Re: Execution Control

Josh Wills Wed, 12 Feb 2014 09:29:14 -0800

I'm not sure what you want here-- there is a mechanism to force the planner
to run stages sequentially (even if the input to stage 2 does not directly
depend directly on the output from stage 1) by using ParallelDoOptions to
introduce such a dependency, as I indicated before:


SourceTarget marker = ...;
HBase.read()
doSomeChangesOnData
dummyDoFnToCreateMarker
HBase.write()
marker.write()
HBase.read().parallelDo(DoFn, PType,
ParallelDoOptions.builder().sourceTarget(marker).build());

That's less of a hint to the planner and more of a command. Another option
would be to set the maximum number of simultaneously running jobs in Crunch
to 1 using the crunch.max.running.jobs configuration parameter, which would
run everything in the pipeline sequentially, one job at a time.



On Wed, Feb 12, 2014 at 9:15 AM, Jinal Shah <[email protected]> wrote:

> Can I get some comment on this?
>
>
> On Thu, Feb 6, 2014 at 11:00 AM, Jinal Shah <[email protected]>
> wrote:
>
> > Hi Josh and Micah,
> >
> > In both the scenerios I can easily do a Pipeline.run() and get going from
> > there. But my main question would be why should I do a pipeline.run() in
> > between just to make the planner run something in a sequential format
> > rather than the way it would have planned otherwise. What I'm getting at
> is
> > that there should some mechanism that will tell the Planner to do
> something
> > in a certain way to some extend like you can take example of Apache Hive,
> > till 0.7 release Hive use to provide a mechanism called HINT which would
> > tell the query planner to run something as indicated in the HINT rather
> > than the way it would have been otherwise. I know that you might say it
> > might not create optimized plan but at this point the consumer is more
> > focused on the way it should be planned rather than the optimization.
> >
> > May be there might be option already there in Crunch that I might have
> not
> > explored but just wanted to put my point out there. If there is an
> option I
> > would love to learn about it.
> >
> >
> > On Thu, Feb 6, 2014 at 10:44 AM, Josh Wills <[email protected]>
> wrote:
> >
> >> Hey Jinal,
> >>
> >> On scenario 2, the easiest way to do this is to force a run() between
> the
> >> write and the second read, ala:
> >>
> >> HBase.read()
> >> doSomeChangesOnData
> >> HBase.write()
> >> Pipeline.run()
> >> HBase.read()
> >>
> >> If that isn't possible for some reason, you'll need to add an output
> file
> >> to the first phase that can be used to indicate that the HBase.write is
> >> complete, and then have the second read depend on that file existing
> >> before
> >> it can run, which can be done via ParallelDoOptions, e.g.,
> >>
> >> SourceTarget marker = ...;
> >> HBase.read()
> >> doSomeChangesOnData
> >> dummyDoFnToCreateMarker
> >> HBase.write()
> >> marker.write()
> >> HBase.read().parallelDo(DoFn, PType,
> >> ParallelDoOptions.builder().sourceTarget(marker).build());
> >>
> >> but that's obviously uglier and more complicated.

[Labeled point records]
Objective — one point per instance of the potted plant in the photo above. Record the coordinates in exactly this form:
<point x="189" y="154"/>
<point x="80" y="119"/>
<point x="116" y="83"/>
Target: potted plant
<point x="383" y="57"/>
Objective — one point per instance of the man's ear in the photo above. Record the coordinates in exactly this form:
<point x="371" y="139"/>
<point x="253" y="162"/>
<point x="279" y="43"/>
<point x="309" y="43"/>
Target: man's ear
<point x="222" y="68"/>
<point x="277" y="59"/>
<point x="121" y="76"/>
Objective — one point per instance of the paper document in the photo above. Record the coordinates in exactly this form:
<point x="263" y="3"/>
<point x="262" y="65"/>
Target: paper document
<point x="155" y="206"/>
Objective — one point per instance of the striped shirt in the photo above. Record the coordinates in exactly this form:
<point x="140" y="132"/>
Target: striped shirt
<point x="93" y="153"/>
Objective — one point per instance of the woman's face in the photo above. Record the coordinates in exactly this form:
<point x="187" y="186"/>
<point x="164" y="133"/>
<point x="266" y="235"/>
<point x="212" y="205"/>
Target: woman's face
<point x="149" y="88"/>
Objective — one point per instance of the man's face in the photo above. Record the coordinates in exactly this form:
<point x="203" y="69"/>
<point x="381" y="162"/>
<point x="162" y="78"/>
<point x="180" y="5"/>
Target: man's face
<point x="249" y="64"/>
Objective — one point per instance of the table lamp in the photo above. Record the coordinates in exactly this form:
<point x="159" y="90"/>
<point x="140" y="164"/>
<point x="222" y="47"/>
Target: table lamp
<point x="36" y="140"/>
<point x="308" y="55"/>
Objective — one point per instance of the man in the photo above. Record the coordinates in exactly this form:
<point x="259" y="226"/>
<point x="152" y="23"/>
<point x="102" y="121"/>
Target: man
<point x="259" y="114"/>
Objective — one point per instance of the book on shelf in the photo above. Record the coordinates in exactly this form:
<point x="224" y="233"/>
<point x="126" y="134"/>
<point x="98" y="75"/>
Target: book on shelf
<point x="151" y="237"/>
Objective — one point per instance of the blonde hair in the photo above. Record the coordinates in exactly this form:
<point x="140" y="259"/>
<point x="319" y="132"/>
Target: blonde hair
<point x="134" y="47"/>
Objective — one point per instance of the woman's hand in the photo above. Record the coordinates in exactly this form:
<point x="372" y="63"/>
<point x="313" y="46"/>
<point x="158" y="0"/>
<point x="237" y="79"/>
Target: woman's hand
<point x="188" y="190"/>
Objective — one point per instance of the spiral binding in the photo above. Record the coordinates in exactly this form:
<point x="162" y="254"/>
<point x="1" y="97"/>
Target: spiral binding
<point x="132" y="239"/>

Aim 1:
Reproduce the Crunch mailing-list thread word for word, everything from "That's less of" down to "job at a time.".
Aim 2:
Rewrite the paragraph of the Crunch mailing-list thread that begins "That's less of a hint to the planner" as a short bulleted list that keeps its main facts.
Aim 3:
Write what comes next in the Crunch mailing-list thread, continuing after its last sentence.
The listing comes from a different source than the Crunch mailing-list thread.

Exercise answer 1:
That's less of a hint to the planner and more of a command. Another option
would be to set the maximum number of simultaneously running jobs in Crunch
to 1 using the crunch.max.running.jobs configuration parameter, which would
run everything in the pipeline sequentially, one job at a time.

Exercise answer 2:
- Using ParallelDoOptions to add the dependency is less a hint to the planner than a command.
- Another option is to set crunch.max.running.jobs, the limit on simultaneously running jobs, to 1.
- With that setting, everything in the pipeline runs sequentially, one job at a time.

Exercise answer 3:
> >>
> >> J
> >>
> >>
> >> On Wed, Feb 5, 2014 at 7:14 PM, Jinal Shah <[email protected]>
> >> wrote:
> >>
> >> > Hi Josh,
> >> >
> >> > Here is a small example of what I am looking for. So here is what I'm
> >> doing
> >> >
> >> > Scenario 1:
> >> >
> >> > PCollection<Something> s = FunctionDoingSomething();
> >> > pipeline.write(s, path);
> >> > doSomeFilteringOn(s);
> >> >
> >> > I want that when I do some filtering this should be done in the map
> >> phase
> >> > instead it is doing it in the Reduce phase due to which I have to
> >> introduce
> >> > a pipeline.run() and now this is what the code looks like
> >> >
> >> > PCollection<Something> s = FunctionDoingSomething();
> >> > pipeline.write(s, path);
> >> > pipeline.run()
> >> > doSomeFilteringOn(s);
> >> >
> >> > Scenerio 2:
> >> >
> >> > I'm doing an operation on HBase and here is how it looks.
> >> >
> >> > Hbase.read()
> >> > doSomeChangesOnData
> >> > HBase.write()
> >> > HBase.read()
> >> >
> >> > Now Crunch at this points considers both the reads as separate and
> >> tries to
> >> > run it in parallel so now before I even write my changes it reads
> those
> >> > changes so I have to again put a pipeline.run() in order to break it
> >> into 2
> >> > separate flow and execute them in sequence.
> >> >
> >> > So I'm asking is there any way to send an HINT to the Planner that how
> >> it
> >> > create the Plan instead of it deciding by itself or someway to have
> more
> >> > control how to make a planner understand in certain situations.
> >> >
> >> > Thanks
> >> > Jinal
> >> >
> >> >
> >> > On Thu, Jan 30, 2014 at 11:10 AM, Josh Wills <[email protected]>
> >> wrote:
> >> >
> >> > > On Thu, Jan 30, 2014 at 7:09 AM, Jinal Shah <
> [email protected]>
> >> > > wrote:
> >> > >
> >> > > > Hi everyone,
> >> > > >
> >> > > > This is Jinal Shah, I'm new to the group. I had a question about
> >> > > Execution
> >> > > > Control in Crunch. Is there any way we can force Crunch to do
> >> certain
> >> > > > operations in parallel or certain operations in sequential ways.
> For
> >> > > > example, let's say if we want the pipeline to executed a
> particular
> >> > DoFn
> >> > > > function in the Map phase instead of the Reduce phase or
> >> vice-versa. Or
> >> > > > Execute a particular Flow only after a particular flow is
> completed
> >> as
> >> > > > oppose to running it in parallel.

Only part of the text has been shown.